◆ WHAT THE TASK REQUIRES
Please copy out the records below, swapping every "innermost point" for "center point" and leaving everything else as it is.

◆ RECORDS
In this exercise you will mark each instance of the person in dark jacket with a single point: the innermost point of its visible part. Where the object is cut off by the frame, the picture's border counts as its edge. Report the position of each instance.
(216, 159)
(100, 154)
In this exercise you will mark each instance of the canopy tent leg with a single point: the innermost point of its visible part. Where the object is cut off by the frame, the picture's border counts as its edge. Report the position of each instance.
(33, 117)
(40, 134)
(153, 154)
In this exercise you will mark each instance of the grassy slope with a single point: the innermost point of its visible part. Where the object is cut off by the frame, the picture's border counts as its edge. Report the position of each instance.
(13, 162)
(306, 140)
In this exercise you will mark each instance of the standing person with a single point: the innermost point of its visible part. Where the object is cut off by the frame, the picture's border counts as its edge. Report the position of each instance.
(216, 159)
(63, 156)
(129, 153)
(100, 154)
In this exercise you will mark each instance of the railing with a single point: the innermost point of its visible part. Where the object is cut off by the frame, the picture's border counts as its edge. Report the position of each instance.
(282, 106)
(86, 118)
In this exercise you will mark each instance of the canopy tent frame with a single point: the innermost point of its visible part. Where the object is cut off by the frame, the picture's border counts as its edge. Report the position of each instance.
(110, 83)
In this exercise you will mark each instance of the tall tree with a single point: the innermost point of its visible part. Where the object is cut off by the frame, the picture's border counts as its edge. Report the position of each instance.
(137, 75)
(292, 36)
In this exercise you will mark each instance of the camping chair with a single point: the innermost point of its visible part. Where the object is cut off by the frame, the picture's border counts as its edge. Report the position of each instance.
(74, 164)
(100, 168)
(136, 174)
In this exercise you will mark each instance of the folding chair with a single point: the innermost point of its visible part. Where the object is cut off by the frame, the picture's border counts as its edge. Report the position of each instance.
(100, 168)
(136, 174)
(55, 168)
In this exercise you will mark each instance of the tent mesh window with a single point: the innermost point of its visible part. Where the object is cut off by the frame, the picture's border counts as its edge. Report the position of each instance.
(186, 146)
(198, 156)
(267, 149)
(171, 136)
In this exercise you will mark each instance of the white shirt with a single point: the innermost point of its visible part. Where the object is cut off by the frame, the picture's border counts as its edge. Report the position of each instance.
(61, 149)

◆ TASK RESPONSE
In this exercise you will mark each instance of the person in dark jacket with a single point: the center point of its visible part. Where the object is cut off by the frame, the picture's border counts as its edge. Report the position of each instance.
(216, 159)
(100, 154)
In this exercise you will mark each instance of the canopy tent leg with a single point: the center point of its visible part. Where the object is cut off by the frame, the picture's border counts as its edge. Report the position of each instance.
(33, 117)
(40, 134)
(153, 154)
In this exercise you will mark each instance of the grassy slope with a single point: the center point of its visible part. Where the object is cut off by the frame, the picture's border counts as its edge. Report the position of each instance.
(13, 162)
(306, 140)
In this exercise you will mark each instance of the standing person with a single point: the center point of its visible part. Where the object is cut off by the frame, the picture's border counts as its edge. Report the position of each instance.
(216, 159)
(63, 156)
(129, 153)
(100, 154)
In this exercise you will mark each instance of the railing with a single point: the center point of its visible part. Where the object is cut off by the frame, the picture's border counts as its edge. Report the position of each instance.
(282, 106)
(86, 118)
In this exercise you will mark each instance of the canopy tent frame with a single point: the center point of its visible part. Where the object is cut off by the frame, the picture's border counts as its edge. Report the position of each instance.
(110, 83)
In this exercise you will mark each instance of the tall tree with a single point: the center point of its visible part. Where the object is cut off by the frame, the picture's border counts as its edge. Report the position of each instance.
(137, 75)
(292, 36)
In this exercise you will mark each instance of the camping chair with a single point: the center point of its visible part. Where the object is cut off by the frame, the picture's border counts as its edge. Report the position of each instance.
(74, 164)
(100, 168)
(136, 174)
In this exercise you will mark each instance of the folding chair with a single point: the center point of its visible part. Where the object is cut off by the frame, the picture's border counts as its edge. Report the position of each instance.
(100, 168)
(136, 174)
(55, 168)
In this exercise you will mark each instance of the tent mesh window with a single point: the center point of its visible part. Where the object is cut off by the frame, the picture's border counts as its edge. Report the position of each instance.
(186, 146)
(198, 156)
(267, 149)
(171, 136)
In this exercise you will mark each instance of the white shirt with a single point: the center point of its visible part. Where the object is cut off by the frame, the picture's border counts as its edge. Report the position of each instance.
(61, 149)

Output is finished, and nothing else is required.